-- Data extracts follows --

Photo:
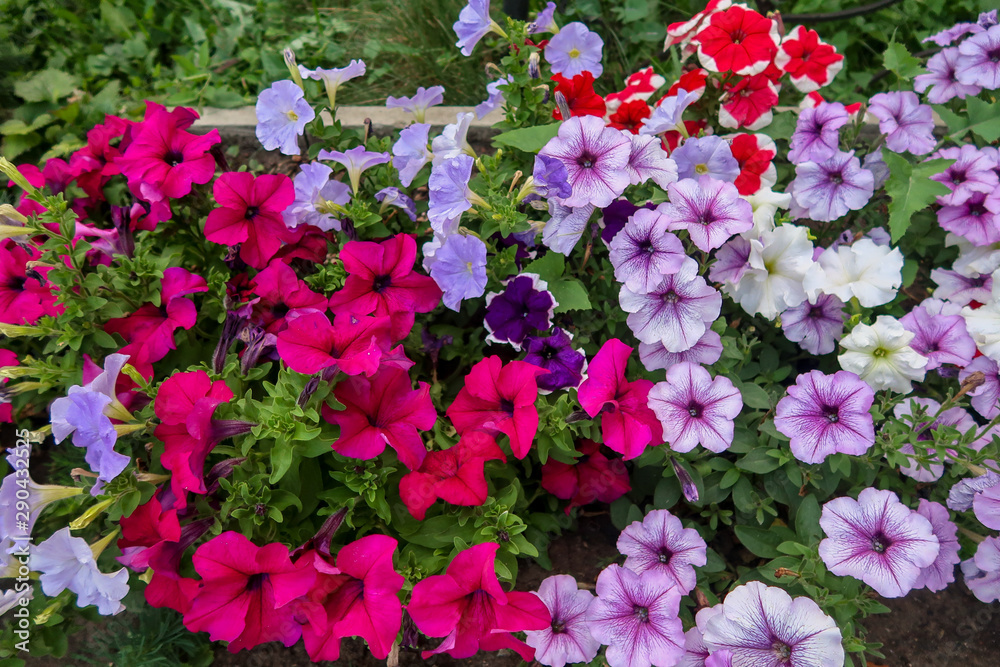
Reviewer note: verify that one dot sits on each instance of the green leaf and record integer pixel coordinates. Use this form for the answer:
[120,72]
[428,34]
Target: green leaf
[528,139]
[911,189]
[570,294]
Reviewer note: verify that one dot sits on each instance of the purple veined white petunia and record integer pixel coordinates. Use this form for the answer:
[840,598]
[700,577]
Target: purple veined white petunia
[709,209]
[675,313]
[827,414]
[878,540]
[764,626]
[282,115]
[568,639]
[595,157]
[693,408]
[635,616]
[661,542]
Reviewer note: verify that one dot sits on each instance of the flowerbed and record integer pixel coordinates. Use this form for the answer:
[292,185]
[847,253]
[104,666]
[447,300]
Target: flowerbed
[344,404]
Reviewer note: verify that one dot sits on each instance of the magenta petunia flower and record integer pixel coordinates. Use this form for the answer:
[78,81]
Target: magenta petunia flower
[710,210]
[379,411]
[827,414]
[694,408]
[567,639]
[936,576]
[644,251]
[763,626]
[595,158]
[661,542]
[908,124]
[676,313]
[878,540]
[635,615]
[816,325]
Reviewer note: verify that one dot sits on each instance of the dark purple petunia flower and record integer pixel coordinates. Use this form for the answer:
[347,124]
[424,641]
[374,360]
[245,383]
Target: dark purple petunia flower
[763,626]
[878,540]
[555,354]
[827,414]
[815,325]
[644,251]
[525,305]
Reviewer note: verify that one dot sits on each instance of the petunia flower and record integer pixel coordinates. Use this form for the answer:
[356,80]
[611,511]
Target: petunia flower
[693,408]
[764,625]
[467,606]
[627,424]
[661,542]
[379,411]
[595,158]
[567,639]
[676,313]
[644,251]
[880,354]
[250,214]
[282,116]
[455,475]
[878,540]
[710,210]
[575,49]
[499,399]
[245,592]
[635,615]
[827,414]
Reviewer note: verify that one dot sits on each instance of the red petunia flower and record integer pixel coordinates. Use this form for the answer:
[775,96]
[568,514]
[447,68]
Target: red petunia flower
[737,40]
[593,477]
[500,399]
[754,153]
[455,475]
[809,62]
[250,214]
[580,96]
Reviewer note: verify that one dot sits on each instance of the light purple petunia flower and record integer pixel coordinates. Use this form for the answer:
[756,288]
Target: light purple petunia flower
[356,160]
[979,64]
[595,157]
[568,639]
[827,414]
[943,339]
[422,100]
[565,226]
[669,114]
[706,156]
[825,191]
[410,152]
[574,50]
[635,615]
[65,562]
[936,576]
[763,626]
[815,325]
[644,251]
[676,313]
[706,351]
[709,209]
[648,161]
[694,408]
[282,115]
[817,133]
[661,542]
[459,269]
[878,540]
[473,24]
[314,190]
[942,80]
[908,124]
[982,572]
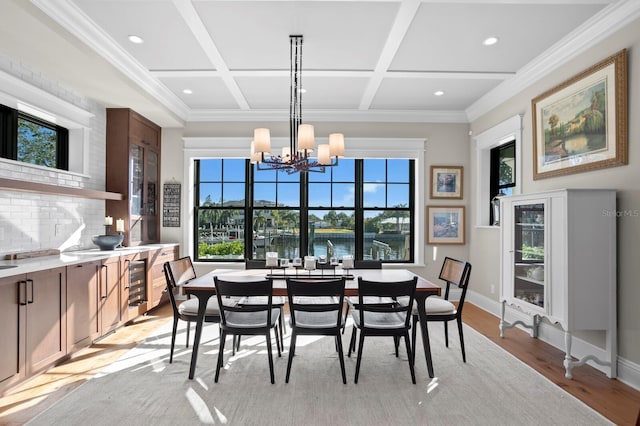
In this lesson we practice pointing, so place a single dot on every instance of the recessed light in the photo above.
(490, 41)
(135, 39)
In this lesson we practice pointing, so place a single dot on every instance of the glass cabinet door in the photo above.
(529, 253)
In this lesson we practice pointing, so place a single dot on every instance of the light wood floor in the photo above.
(613, 399)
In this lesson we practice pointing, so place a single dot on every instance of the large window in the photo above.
(32, 140)
(361, 207)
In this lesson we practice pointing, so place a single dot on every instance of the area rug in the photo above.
(491, 388)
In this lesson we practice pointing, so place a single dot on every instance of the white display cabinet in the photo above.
(558, 261)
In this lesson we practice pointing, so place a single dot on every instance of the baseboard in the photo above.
(628, 372)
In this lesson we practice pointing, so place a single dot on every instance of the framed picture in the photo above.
(446, 182)
(445, 224)
(581, 125)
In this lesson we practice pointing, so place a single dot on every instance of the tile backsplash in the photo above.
(33, 221)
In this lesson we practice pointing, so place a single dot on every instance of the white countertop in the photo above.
(24, 266)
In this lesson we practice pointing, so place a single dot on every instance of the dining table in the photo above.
(203, 288)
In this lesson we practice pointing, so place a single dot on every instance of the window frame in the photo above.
(305, 208)
(501, 134)
(9, 130)
(234, 147)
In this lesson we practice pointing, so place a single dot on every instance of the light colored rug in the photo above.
(492, 388)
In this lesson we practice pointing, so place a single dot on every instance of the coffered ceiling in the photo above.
(362, 60)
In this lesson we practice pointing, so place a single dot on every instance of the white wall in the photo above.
(30, 221)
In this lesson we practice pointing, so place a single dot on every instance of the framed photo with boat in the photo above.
(581, 125)
(445, 224)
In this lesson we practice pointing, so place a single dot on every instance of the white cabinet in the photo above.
(558, 261)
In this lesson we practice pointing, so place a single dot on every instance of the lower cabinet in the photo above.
(32, 326)
(83, 325)
(110, 294)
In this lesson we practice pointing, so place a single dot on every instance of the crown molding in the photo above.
(389, 116)
(609, 20)
(70, 17)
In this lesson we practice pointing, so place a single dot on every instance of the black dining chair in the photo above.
(375, 319)
(352, 301)
(278, 301)
(454, 273)
(253, 319)
(316, 309)
(177, 273)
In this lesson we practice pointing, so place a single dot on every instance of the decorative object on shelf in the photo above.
(581, 125)
(297, 156)
(445, 225)
(108, 242)
(446, 182)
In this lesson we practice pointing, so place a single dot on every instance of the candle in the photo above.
(309, 263)
(271, 259)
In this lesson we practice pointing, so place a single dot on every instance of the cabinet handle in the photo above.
(30, 281)
(128, 272)
(106, 284)
(22, 293)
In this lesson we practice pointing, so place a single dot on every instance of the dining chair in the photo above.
(375, 319)
(278, 301)
(177, 273)
(352, 301)
(316, 309)
(253, 319)
(454, 273)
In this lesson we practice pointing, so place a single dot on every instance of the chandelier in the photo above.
(297, 157)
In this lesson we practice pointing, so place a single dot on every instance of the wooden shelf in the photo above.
(45, 188)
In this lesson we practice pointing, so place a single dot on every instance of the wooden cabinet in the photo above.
(110, 295)
(83, 323)
(559, 263)
(32, 313)
(133, 169)
(156, 281)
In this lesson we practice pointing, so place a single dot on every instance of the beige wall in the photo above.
(484, 242)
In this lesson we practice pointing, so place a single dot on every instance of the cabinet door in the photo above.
(82, 304)
(46, 326)
(525, 283)
(110, 313)
(13, 309)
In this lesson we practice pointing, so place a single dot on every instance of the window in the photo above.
(32, 140)
(360, 207)
(508, 133)
(503, 171)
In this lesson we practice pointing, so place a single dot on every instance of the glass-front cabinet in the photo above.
(529, 253)
(558, 262)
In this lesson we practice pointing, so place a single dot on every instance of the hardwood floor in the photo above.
(613, 399)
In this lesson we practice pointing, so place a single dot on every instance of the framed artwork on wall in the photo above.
(445, 225)
(446, 182)
(581, 125)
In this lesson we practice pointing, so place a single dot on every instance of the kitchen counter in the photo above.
(23, 266)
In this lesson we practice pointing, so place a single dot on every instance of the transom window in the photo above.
(32, 140)
(361, 207)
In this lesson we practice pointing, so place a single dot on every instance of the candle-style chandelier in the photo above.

-- Data extracts concluded --

§ Description of the task: No pictures belong in the copy. Transcribe every entry exactly.

§ Answer box:
Photo:
Reviewer note: verify that one dot sits on each instance of the green leaf and record integer pixel coordinates. Use this form for the answer:
[120,72]
[428,34]
Target: green leaf
[528,139]
[911,189]
[570,294]
Reviewer note: verify that one dot sits on each instance of the purple veined white petunia and record integer pixel coordinates. Use this form for the answer:
[840,598]
[700,577]
Target: purple veined white petunia
[709,209]
[675,313]
[827,414]
[878,540]
[764,626]
[282,115]
[568,639]
[595,157]
[693,408]
[635,616]
[661,542]
Reviewer note: verify that one dot sits on each instance of the flowerbed and record integer pixel coordinates. Use this form for the answer:
[292,185]
[847,253]
[104,666]
[447,300]
Target: flowerbed
[344,404]
Reviewer note: verify that one dot sits on each instance of the magenta petunia flower and record integer pixel coordinates. Use this form for the answer:
[78,81]
Target: magenta petunia flower
[710,210]
[379,411]
[827,414]
[694,408]
[567,639]
[936,576]
[644,251]
[763,626]
[595,158]
[661,542]
[908,124]
[676,313]
[878,540]
[635,615]
[816,325]
Reviewer note: verify that one dot sits on each instance of the dark purple petunia flower and record integer pixel coordinates. Use this form for the answer:
[347,124]
[424,641]
[374,360]
[245,383]
Target: dark purple petunia flower
[763,626]
[878,540]
[555,354]
[827,414]
[815,325]
[644,251]
[525,305]
Reviewer note: verify that one dot sits on each instance of the petunia flower and record integer pixel coordinates. Use this form for the answer:
[356,80]
[611,511]
Target: petunia flower
[693,408]
[764,625]
[467,606]
[627,424]
[661,542]
[379,411]
[595,158]
[567,639]
[676,313]
[644,251]
[880,354]
[250,214]
[282,116]
[455,475]
[878,540]
[710,210]
[575,49]
[499,399]
[245,592]
[635,615]
[827,414]
Reviewer note: verify that one dot sits on each instance of the red petunia flower and record integer pixel coordinates. Use this form for the answer:
[775,96]
[568,514]
[447,68]
Target: red petunia flower
[737,40]
[593,477]
[500,399]
[754,153]
[455,475]
[809,62]
[250,214]
[580,96]
Reviewer note: verify that one dot sits on each instance of the light purple petunia flower and record integer pixel coordinates. Use this form for the answer:
[756,288]
Target: light purple petunia flower
[356,160]
[979,64]
[595,157]
[568,639]
[827,414]
[943,339]
[422,100]
[565,226]
[669,114]
[706,156]
[825,191]
[410,152]
[574,50]
[635,615]
[65,562]
[936,576]
[763,626]
[815,325]
[644,251]
[676,313]
[706,351]
[709,209]
[648,161]
[694,408]
[282,115]
[817,133]
[661,542]
[459,269]
[878,540]
[473,24]
[314,190]
[942,80]
[908,124]
[982,572]
In this lesson we practice pointing, so place a single dot on every instance of the recessed light in the photo above.
(490, 41)
(135, 39)
In this lesson we practice pointing, so place a single dot on every instance of the glass cabinet door in the photo above.
(529, 253)
In this lesson we practice pointing, so place a single dot on every instance of the light wood floor in the photo above.
(613, 399)
In this lesson we practice pointing, so place a single dot on every instance of the large window in the photo above.
(32, 140)
(361, 207)
In this lesson we practice pointing, so place a single dot on every instance of the area rug in the photo above.
(491, 388)
In this lesson we practice pointing, so place a single dot on every instance of the white display cabinet in the photo above.
(558, 261)
In this lesson we practice pointing, so place a single dot on every instance of the baseboard in the photo above.
(628, 372)
In this lesson we practice pointing, so place a single dot on every instance of the framed picture in the photo above.
(446, 182)
(445, 224)
(581, 125)
In this lesson we practice pointing, so place a single dot on every instance of the tile backsplash in the photo above.
(33, 221)
In this lesson we practice pointing, so place a single dot on every instance of the white countertop in the photo above.
(24, 266)
In this lesson we practice pointing, so place a single dot on every instance of the dining table in the photo above.
(203, 288)
In this lesson we practice pointing, so place a single dot on every instance of the window frame in the photo above.
(305, 208)
(501, 134)
(9, 130)
(234, 147)
In this lesson we practice pointing, so place a single dot on every instance of the light colored rug in the photo above.
(492, 388)
In this lesson we practice pointing, so place a single dot on every instance of the coffered ceiling in the photo above.
(362, 60)
In this lesson we practice pointing, so place a single dot on every instance of the white wall in the photo above.
(30, 221)
In this lesson we practice pointing, so place a single dot on every instance of the framed photo with boat in the photo above.
(581, 125)
(445, 224)
In this lesson we practice pointing, so place a single dot on every instance of the white cabinet in the photo above.
(558, 261)
In this lesson we practice pointing, so place a single dot on every instance of the lower cabinet in the photo above.
(32, 326)
(83, 325)
(110, 294)
In this lesson we practice pointing, so place a single dot on every instance of the crown molding in the photo above.
(389, 116)
(609, 20)
(70, 17)
In this lesson we practice pointing, so place a single dot on every instance of the black dining chair in the photo above.
(375, 319)
(352, 301)
(278, 301)
(454, 273)
(253, 319)
(316, 309)
(177, 273)
In this lesson we practice pointing, so place a single dot on every instance of the decorative object on shelf in the photo above.
(581, 125)
(297, 156)
(445, 225)
(108, 242)
(446, 182)
In this lesson we practice pointing, so place a single dot on every instance of the candle in the photo above.
(309, 263)
(271, 259)
In this lesson we practice pointing, so place a single dot on every instance of the cabinet handle in the photo above.
(30, 281)
(128, 272)
(106, 284)
(22, 293)
In this lesson we practice pointing, so place a single dot on every instance of the dining chair in the photo above.
(375, 319)
(278, 301)
(177, 273)
(352, 301)
(316, 309)
(253, 319)
(454, 273)
In this lesson we practice pointing, so place a single dot on every instance of the chandelier in the photo above.
(297, 157)
In this lesson we practice pointing, so place a single dot on every instance of the wooden shelf in the photo above.
(45, 188)
In this lesson we practice pointing, so place a single dot on every instance of the wooden cabinet in the photo above.
(110, 295)
(83, 323)
(559, 263)
(32, 313)
(133, 169)
(156, 281)
In this lesson we practice pointing, so place a single dot on every instance of the beige wall in the photo above.
(484, 242)
In this lesson we practice pointing, so place a single dot on every instance of the cabinet door in the photo above.
(82, 304)
(46, 326)
(525, 283)
(110, 313)
(13, 309)
In this lesson we practice pointing, so place a single dot on every instance of the window in the photo above.
(32, 140)
(360, 207)
(508, 133)
(503, 171)
In this lesson we practice pointing, so place a single dot on every instance of the glass-front cabinet in the photo above.
(529, 253)
(558, 262)
In this lesson we practice pointing, so place a single dot on every instance of the hardwood floor in the photo above.
(613, 399)
In this lesson we practice pointing, so place a single dot on every instance of the framed artwork on wall in the photo above.
(445, 225)
(446, 182)
(581, 125)
In this lesson we practice pointing, so place a single dot on every instance of the kitchen counter in the photo above.
(23, 266)
In this lesson we practice pointing, so place a single dot on every instance of the transom window in the photo above.
(32, 140)
(361, 207)
In this lesson we practice pointing, so place a single dot on every instance of the candle-style chandelier in the photo above.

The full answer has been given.